* Exercise directions *
Copy out the whole blog post below about the future of books, word for word.

* Document text *

Wednesday, 14 December 2011

Books... the last chapter? No, it’s the sequel!

I was just about to turn off the TV and curl up in my warm unicorn stable last night, when an Imagine programme called “Books - The Last Chapter?” came on, which you can watch on the BBC's iplayer HERE. That title made half the glitter fall off my horn, I can tell you! I immediately started worrying for my poor author, and what she’s going to do for the next 20 years of her working life if books are truly about to close and never open again.

my author rescuing old books at Hay-on-Wye
In keeping with the doom-laden title, there were depressing pictures of large, boarded-up bookshops, followed by three representatives of the publishing industry gloomily discussing their roles in the digital age. You can look up their names, but let’s call them Bigwig Publisher, Bigwig Agent, and Bigwig Author. All three looked worried, even when the author declared that authors would still need publishers in the digital age (“and agents!” shot Bigwig Agent in a telling moment of sheer terror). “And agents”, Bigwig Author added, though it wasn’t clear exactly what kind of agent he was talking about.

Bigwig Publisher agreed, and seemed to see her role mainly as selection, i.e. bringing the best books by the best authors to readers - or maybe she meant the most profitable books? Strangely, there was little discussion of promotion, which (in the unicorn’s humble opinion) is the main thing authors will need from publishers in the digital age... the original definition of “to publish” being “to make public or generally known”. Of course, publishing budgets are limited and not every publishable book can have a big promotion, so maybe what Bigwig Publisher really meant by her statement was promotion for the selected few? Those selected few authors will quite obviously still need publishers.

* Records shown *
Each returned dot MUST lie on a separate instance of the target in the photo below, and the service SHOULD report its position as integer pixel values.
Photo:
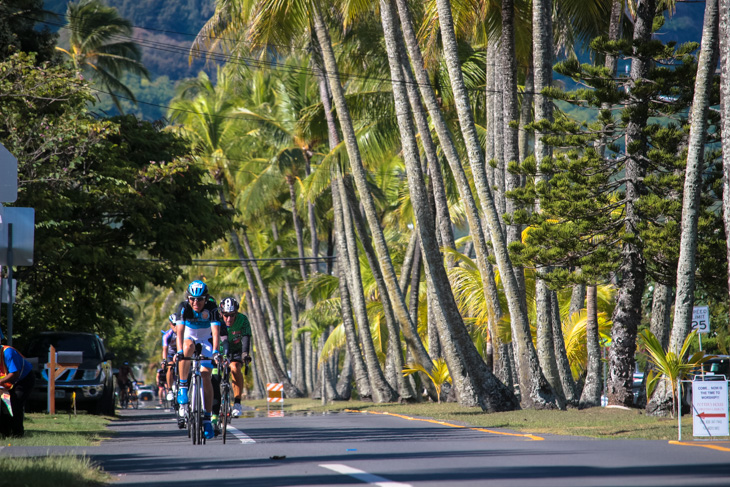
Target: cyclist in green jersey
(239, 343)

...

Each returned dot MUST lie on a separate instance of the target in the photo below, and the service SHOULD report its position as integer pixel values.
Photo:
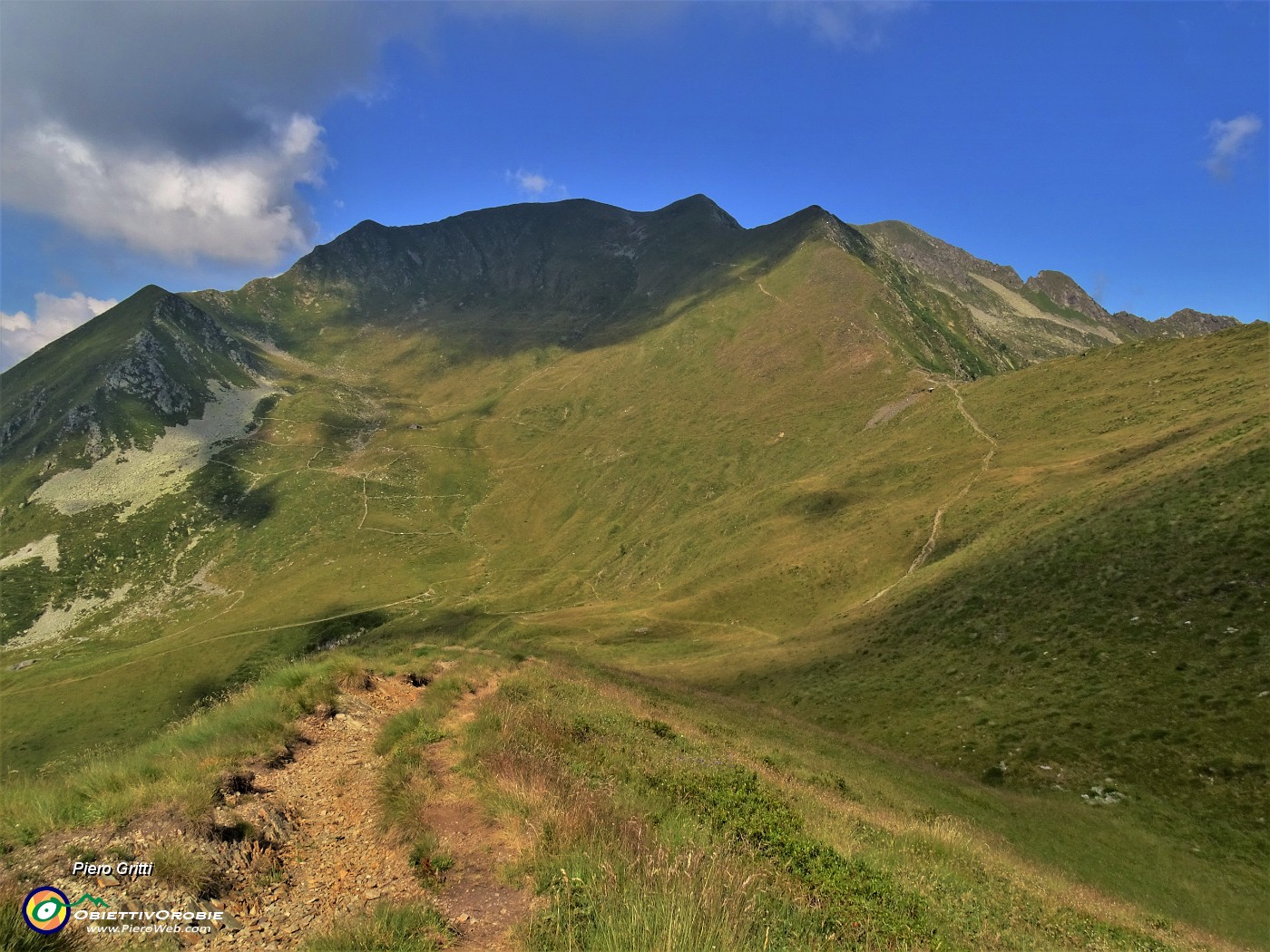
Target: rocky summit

* Complete answer *
Wednesday, 14 December 2011

Books... the last chapter? No, it’s the sequel!

I was just about to turn off the TV and curl up in my warm unicorn stable last night, when an Imagine programme called “Books - The Last Chapter?” came on, which you can watch on the BBC's iplayer HERE. That title made half the glitter fall off my horn, I can tell you! I immediately started worrying for my poor author, and what she’s going to do for the next 20 years of her working life if books are truly about to close and never open again.

my author rescuing old books at Hay-on-Wye
In keeping with the doom-laden title, there were depressing pictures of large, boarded-up bookshops, followed by three representatives of the publishing industry gloomily discussing their roles in the digital age. You can look up their names, but let’s call them Bigwig Publisher, Bigwig Agent, and Bigwig Author. All three looked worried, even when the author declared that authors would still need publishers in the digital age (“and agents!” shot Bigwig Agent in a telling moment of sheer terror). “And agents”, Bigwig Author added, though it wasn’t clear exactly what kind of agent he was talking about.

Bigwig Publisher agreed, and seemed to see her role mainly as selection, i.e. bringing the best books by the best authors to readers - or maybe she meant the most profitable books? Strangely, there was little discussion of promotion, which (in the unicorn’s humble opinion) is the main thing authors will need from publishers in the digital age... the original definition of “to publish” being “to make public or generally known”. Of course, publishing budgets are limited and not every publishable book can have a big promotion, so maybe what Bigwig Publisher really meant by her statement was promotion for the selected few? Those selected few authors will quite obviously still need publishers.